EXERCISE DIRECTIONS
Every record below must be retyped exactly, with the pictures left out.

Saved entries
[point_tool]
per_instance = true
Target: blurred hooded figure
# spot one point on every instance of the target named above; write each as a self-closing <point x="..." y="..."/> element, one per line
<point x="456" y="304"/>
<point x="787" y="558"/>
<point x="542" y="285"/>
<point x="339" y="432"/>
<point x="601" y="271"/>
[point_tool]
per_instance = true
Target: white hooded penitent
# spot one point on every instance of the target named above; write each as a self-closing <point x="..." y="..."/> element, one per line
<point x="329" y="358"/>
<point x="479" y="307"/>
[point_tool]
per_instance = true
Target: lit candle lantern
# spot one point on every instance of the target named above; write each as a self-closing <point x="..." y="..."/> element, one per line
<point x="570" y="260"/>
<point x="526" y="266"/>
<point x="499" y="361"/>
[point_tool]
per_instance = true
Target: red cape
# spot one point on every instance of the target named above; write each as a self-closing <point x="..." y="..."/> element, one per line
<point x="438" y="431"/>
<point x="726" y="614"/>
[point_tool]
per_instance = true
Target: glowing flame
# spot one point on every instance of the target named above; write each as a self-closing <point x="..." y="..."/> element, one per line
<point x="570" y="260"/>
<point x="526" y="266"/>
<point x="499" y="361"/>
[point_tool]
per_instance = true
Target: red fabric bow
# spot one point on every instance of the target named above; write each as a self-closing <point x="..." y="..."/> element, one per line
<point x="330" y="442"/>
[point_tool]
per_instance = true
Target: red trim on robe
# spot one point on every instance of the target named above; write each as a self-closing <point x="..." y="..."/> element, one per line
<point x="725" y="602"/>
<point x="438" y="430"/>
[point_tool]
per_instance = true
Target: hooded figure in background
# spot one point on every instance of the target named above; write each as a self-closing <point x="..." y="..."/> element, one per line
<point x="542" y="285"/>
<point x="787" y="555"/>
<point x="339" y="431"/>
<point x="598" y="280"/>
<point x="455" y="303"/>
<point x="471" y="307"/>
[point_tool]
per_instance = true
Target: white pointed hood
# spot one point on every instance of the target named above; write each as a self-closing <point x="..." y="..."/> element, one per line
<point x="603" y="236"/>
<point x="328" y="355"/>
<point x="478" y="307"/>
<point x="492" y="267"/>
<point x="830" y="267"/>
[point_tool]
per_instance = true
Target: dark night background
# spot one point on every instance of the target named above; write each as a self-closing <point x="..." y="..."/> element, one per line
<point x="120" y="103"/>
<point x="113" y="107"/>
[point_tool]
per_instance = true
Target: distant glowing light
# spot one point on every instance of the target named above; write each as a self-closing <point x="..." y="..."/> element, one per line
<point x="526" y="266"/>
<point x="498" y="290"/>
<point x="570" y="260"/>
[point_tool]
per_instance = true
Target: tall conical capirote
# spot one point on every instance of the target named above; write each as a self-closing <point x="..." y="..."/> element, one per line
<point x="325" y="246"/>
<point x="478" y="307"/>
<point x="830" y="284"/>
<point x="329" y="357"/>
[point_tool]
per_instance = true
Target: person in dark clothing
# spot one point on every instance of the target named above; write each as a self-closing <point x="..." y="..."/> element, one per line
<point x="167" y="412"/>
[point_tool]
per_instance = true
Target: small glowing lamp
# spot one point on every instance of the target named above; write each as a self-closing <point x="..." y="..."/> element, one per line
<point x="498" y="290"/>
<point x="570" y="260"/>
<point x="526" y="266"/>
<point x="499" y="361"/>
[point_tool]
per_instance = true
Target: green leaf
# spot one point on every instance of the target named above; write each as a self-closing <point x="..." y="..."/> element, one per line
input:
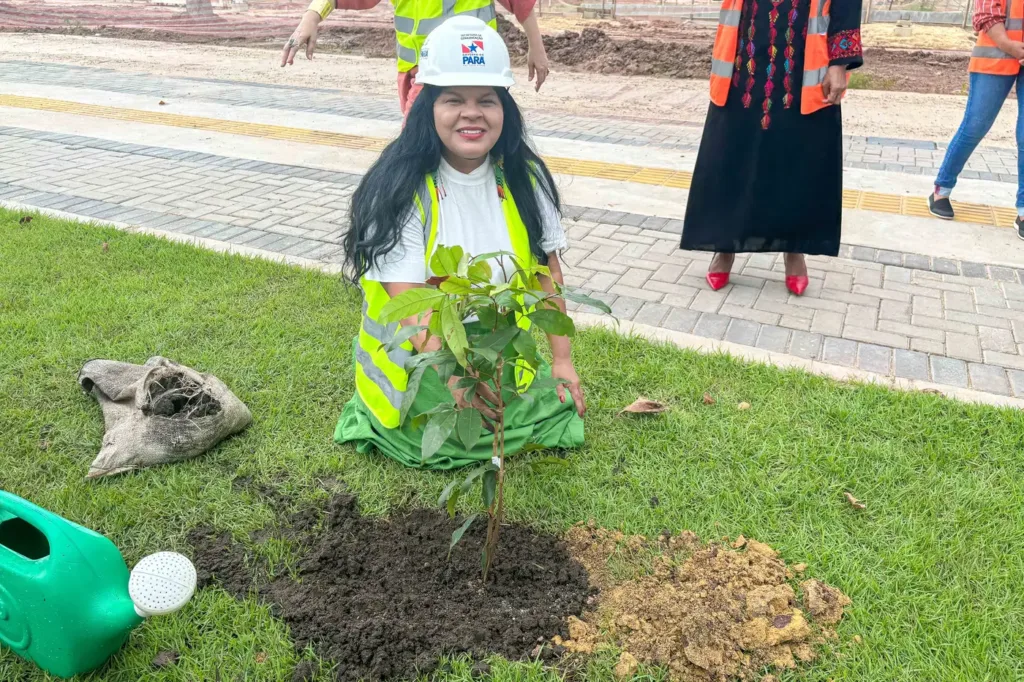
<point x="499" y="340"/>
<point x="469" y="427"/>
<point x="402" y="335"/>
<point x="526" y="347"/>
<point x="412" y="388"/>
<point x="455" y="332"/>
<point x="467" y="382"/>
<point x="578" y="297"/>
<point x="545" y="383"/>
<point x="476" y="473"/>
<point x="446" y="369"/>
<point x="480" y="272"/>
<point x="489" y="485"/>
<point x="433" y="357"/>
<point x="494" y="255"/>
<point x="507" y="299"/>
<point x="450" y="497"/>
<point x="410" y="303"/>
<point x="444" y="261"/>
<point x="434" y="327"/>
<point x="553" y="322"/>
<point x="438" y="429"/>
<point x="457" y="286"/>
<point x="457" y="536"/>
<point x="487" y="316"/>
<point x="486" y="353"/>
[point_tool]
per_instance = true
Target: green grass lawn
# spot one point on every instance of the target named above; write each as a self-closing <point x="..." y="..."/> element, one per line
<point x="934" y="565"/>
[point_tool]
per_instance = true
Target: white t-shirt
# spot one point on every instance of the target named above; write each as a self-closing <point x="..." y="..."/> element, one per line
<point x="469" y="215"/>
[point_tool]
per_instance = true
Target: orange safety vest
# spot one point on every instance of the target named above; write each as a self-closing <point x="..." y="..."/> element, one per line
<point x="815" y="58"/>
<point x="987" y="58"/>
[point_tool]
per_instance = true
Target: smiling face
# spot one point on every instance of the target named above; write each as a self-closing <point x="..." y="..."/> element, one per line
<point x="469" y="122"/>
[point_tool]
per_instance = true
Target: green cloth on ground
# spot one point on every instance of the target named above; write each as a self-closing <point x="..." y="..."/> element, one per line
<point x="545" y="421"/>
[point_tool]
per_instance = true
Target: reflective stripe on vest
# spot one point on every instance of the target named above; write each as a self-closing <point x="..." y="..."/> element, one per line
<point x="812" y="96"/>
<point x="381" y="377"/>
<point x="987" y="58"/>
<point x="724" y="52"/>
<point x="414" y="19"/>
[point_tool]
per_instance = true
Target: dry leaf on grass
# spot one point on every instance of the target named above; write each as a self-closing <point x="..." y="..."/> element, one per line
<point x="644" y="407"/>
<point x="854" y="502"/>
<point x="165" y="658"/>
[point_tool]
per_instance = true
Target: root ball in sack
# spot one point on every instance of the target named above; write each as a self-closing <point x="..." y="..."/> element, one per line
<point x="158" y="413"/>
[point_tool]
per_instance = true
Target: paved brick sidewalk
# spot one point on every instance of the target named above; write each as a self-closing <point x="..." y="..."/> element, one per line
<point x="903" y="156"/>
<point x="906" y="315"/>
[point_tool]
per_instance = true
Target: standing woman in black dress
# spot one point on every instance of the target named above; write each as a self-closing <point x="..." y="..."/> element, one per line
<point x="769" y="173"/>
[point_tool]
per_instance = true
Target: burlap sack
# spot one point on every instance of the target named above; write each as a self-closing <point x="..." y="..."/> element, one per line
<point x="158" y="413"/>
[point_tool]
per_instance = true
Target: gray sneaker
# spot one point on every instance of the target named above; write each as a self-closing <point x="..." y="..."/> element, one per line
<point x="940" y="208"/>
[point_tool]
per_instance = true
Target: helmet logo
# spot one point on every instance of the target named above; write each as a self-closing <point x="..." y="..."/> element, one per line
<point x="472" y="48"/>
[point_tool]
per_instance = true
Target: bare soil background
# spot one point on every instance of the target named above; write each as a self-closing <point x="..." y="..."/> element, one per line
<point x="646" y="98"/>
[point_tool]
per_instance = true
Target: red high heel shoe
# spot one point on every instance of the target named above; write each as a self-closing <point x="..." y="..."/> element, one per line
<point x="717" y="280"/>
<point x="797" y="284"/>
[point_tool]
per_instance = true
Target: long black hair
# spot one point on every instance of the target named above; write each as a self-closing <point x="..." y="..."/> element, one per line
<point x="384" y="198"/>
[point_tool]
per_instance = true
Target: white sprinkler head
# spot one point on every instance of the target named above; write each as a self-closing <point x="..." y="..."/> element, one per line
<point x="162" y="584"/>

ANSWER BOX
[point_tool]
per_instance = true
Target: blurred hooded figure
# spot one point on every instance of the target named above; write each as a self-closing <point x="..." y="..."/> element, one per line
<point x="456" y="304"/>
<point x="787" y="558"/>
<point x="542" y="285"/>
<point x="339" y="432"/>
<point x="601" y="271"/>
[point_tool]
per_instance = true
Target: white hooded penitent
# spot one point on every instance of the target named above; write each as a self-closing <point x="..." y="..."/> element, one per line
<point x="329" y="358"/>
<point x="479" y="307"/>
[point_tool]
per_instance = true
Target: lit candle lantern
# spot one point on every instance of the target named above; write each as a self-closing <point x="..." y="..."/> element, one per line
<point x="570" y="260"/>
<point x="526" y="266"/>
<point x="499" y="361"/>
[point_tool]
per_instance = true
Target: red cape
# spot one point on every instance of the target named above; write each as a self-closing <point x="..." y="..."/> element, one per line
<point x="438" y="431"/>
<point x="726" y="614"/>
[point_tool]
per_instance = true
Target: glowing flame
# spot one point on every instance of the target named above; write each as a self-closing <point x="..." y="..."/> element, one per line
<point x="570" y="260"/>
<point x="526" y="266"/>
<point x="499" y="361"/>
[point_tool]
per_instance = true
Target: red fabric bow
# spot one point on every instance of the target named above; write each as a self-closing <point x="..." y="..."/> element, one per line
<point x="330" y="442"/>
[point_tool]
per_instance = true
Target: red trim on robe
# spot one point on every instance of the target named above; write each as a self-closing <point x="..." y="..."/> element, one per line
<point x="725" y="602"/>
<point x="438" y="430"/>
[point_tool]
per_instance = true
Target: hooded figure in background
# spot one point on every instance of the target named above; write each as a self-closing <point x="..." y="..."/> element, one per line
<point x="542" y="285"/>
<point x="787" y="555"/>
<point x="339" y="431"/>
<point x="598" y="280"/>
<point x="455" y="303"/>
<point x="471" y="307"/>
[point_tool]
per_instance = true
Target: white pointed hood
# spot one point on every instance of the target named above; write each as a self-closing <point x="..." y="..."/> element, one per line
<point x="603" y="236"/>
<point x="328" y="355"/>
<point x="478" y="307"/>
<point x="492" y="267"/>
<point x="830" y="267"/>
[point_tool]
per_instance = true
Target: dark night background
# spot one point on every instance of the target named above; write each as a self-closing <point x="..." y="..."/> element, one per line
<point x="120" y="103"/>
<point x="113" y="107"/>
[point_tool]
per_instance = true
Target: distant glowing light
# spot one point on every instance of the target named above; write each as a self-closing <point x="..." y="..."/> element, one per line
<point x="526" y="266"/>
<point x="498" y="290"/>
<point x="570" y="260"/>
[point_tool]
per_instance = true
Target: tall conical capirote
# spot one point on every instance of the target named above; write each as a self-closing <point x="..." y="..."/> element, one per line
<point x="325" y="246"/>
<point x="478" y="307"/>
<point x="830" y="284"/>
<point x="329" y="357"/>
[point_tool]
per_instance = true
Target: person in dark clothing
# spot one point on every instance of the target named above; write each as a self-closing <point x="..." y="..."/> element, one per line
<point x="167" y="412"/>
[point_tool]
per_instance = true
Target: small glowing lamp
# spot one point on every instance of the target named above; write each as a self-closing <point x="..." y="..."/> element, one per line
<point x="498" y="290"/>
<point x="570" y="260"/>
<point x="526" y="266"/>
<point x="499" y="361"/>
[point_tool]
per_instance = true
Target: green leaf
# spot one point on every instance of the target named above; write each as a self-closing <point x="..." y="..."/> element, one per line
input:
<point x="499" y="340"/>
<point x="469" y="427"/>
<point x="402" y="335"/>
<point x="526" y="347"/>
<point x="412" y="388"/>
<point x="455" y="332"/>
<point x="467" y="382"/>
<point x="578" y="297"/>
<point x="545" y="383"/>
<point x="476" y="473"/>
<point x="446" y="369"/>
<point x="480" y="272"/>
<point x="489" y="485"/>
<point x="433" y="357"/>
<point x="494" y="255"/>
<point x="507" y="299"/>
<point x="450" y="497"/>
<point x="410" y="303"/>
<point x="444" y="261"/>
<point x="434" y="327"/>
<point x="553" y="322"/>
<point x="438" y="429"/>
<point x="457" y="286"/>
<point x="457" y="536"/>
<point x="487" y="316"/>
<point x="486" y="353"/>
[point_tool]
per_instance = true
Target: green grass lawn
# spot one point on every instance of the target named above; write each as a self-closing <point x="..." y="..."/> element, one per line
<point x="934" y="565"/>
[point_tool]
per_instance = true
Target: white t-shirt
# spot one point on every instance of the target named above; write each as a self-closing <point x="..." y="..."/> element, one per line
<point x="469" y="215"/>
[point_tool]
per_instance = true
Target: orange safety vest
# spot one point on every instance of the target named above; write each as a self-closing <point x="..." y="..."/> element, one per line
<point x="815" y="58"/>
<point x="987" y="58"/>
[point_tool]
per_instance = true
Target: smiling face
# spot one point on every instance of the target named above; write each as a self-closing <point x="..." y="..."/> element, one per line
<point x="469" y="122"/>
[point_tool]
per_instance = true
Target: green cloth on ground
# spot one point on every instance of the target named above; write each as a self-closing <point x="..." y="..."/> element, one per line
<point x="545" y="421"/>
[point_tool]
per_instance = true
Target: reflective stripe on vest
# spot one point on every instance of the target named above; write each as a self-closing <point x="..." y="..."/> element, one per line
<point x="812" y="96"/>
<point x="381" y="377"/>
<point x="987" y="58"/>
<point x="724" y="52"/>
<point x="414" y="19"/>
[point_tool]
per_instance = true
Target: dry leaf on grass
# spot one point on every instance of the target named above; write each as a self-closing <point x="..." y="..."/> element, one per line
<point x="644" y="407"/>
<point x="854" y="502"/>
<point x="165" y="658"/>
[point_tool]
per_instance = true
Target: root ball in sack
# spot one point on every instance of the target named above; write each as a self-closing <point x="..." y="..."/> element, one per line
<point x="158" y="413"/>
[point_tool]
per_instance = true
Target: paved brick sidewalk
# spot one point on every instance of the target named above; write each as a self-closing <point x="..." y="..."/> element, one per line
<point x="903" y="156"/>
<point x="906" y="315"/>
[point_tool]
per_instance = true
Target: standing woman in black dress
# spot one point on every instance of the target named above; write each as a self-closing <point x="..." y="..."/> element, one per line
<point x="769" y="173"/>
[point_tool]
per_instance = true
Target: burlap sack
# spot one point on every instance of the target named above; write each as a self-closing <point x="..." y="..."/> element, one per line
<point x="158" y="413"/>
[point_tool]
per_instance = true
Target: gray sneaker
# spot one point on every instance of the target named above; write each as a self-closing <point x="..." y="..."/> element, one per line
<point x="940" y="208"/>
[point_tool]
per_instance = true
Target: helmet logo
# spot one point on every instance of the target named above; write each as a self-closing <point x="..." y="..."/> element, one per line
<point x="472" y="48"/>
[point_tool]
per_instance = true
Target: bare soil background
# spot one point on every instance of the target named above; write each as a self-closing <point x="..." y="..."/> element, one per line
<point x="646" y="98"/>
[point_tool]
per_instance = true
Target: red high heel shoe
# spot one point on every instance of the target named above; write each as a self-closing <point x="..." y="..."/> element, one per line
<point x="717" y="280"/>
<point x="797" y="284"/>
[point_tool]
per_instance = true
Target: long black hair
# spot one point on every instance of the target named above; write each as a self-closing <point x="..." y="..."/> element, one per line
<point x="384" y="198"/>
[point_tool]
per_instance = true
Target: white sprinkler head
# spot one point on every instance of the target named above; write each as a self-closing <point x="..." y="..."/> element, one per line
<point x="162" y="584"/>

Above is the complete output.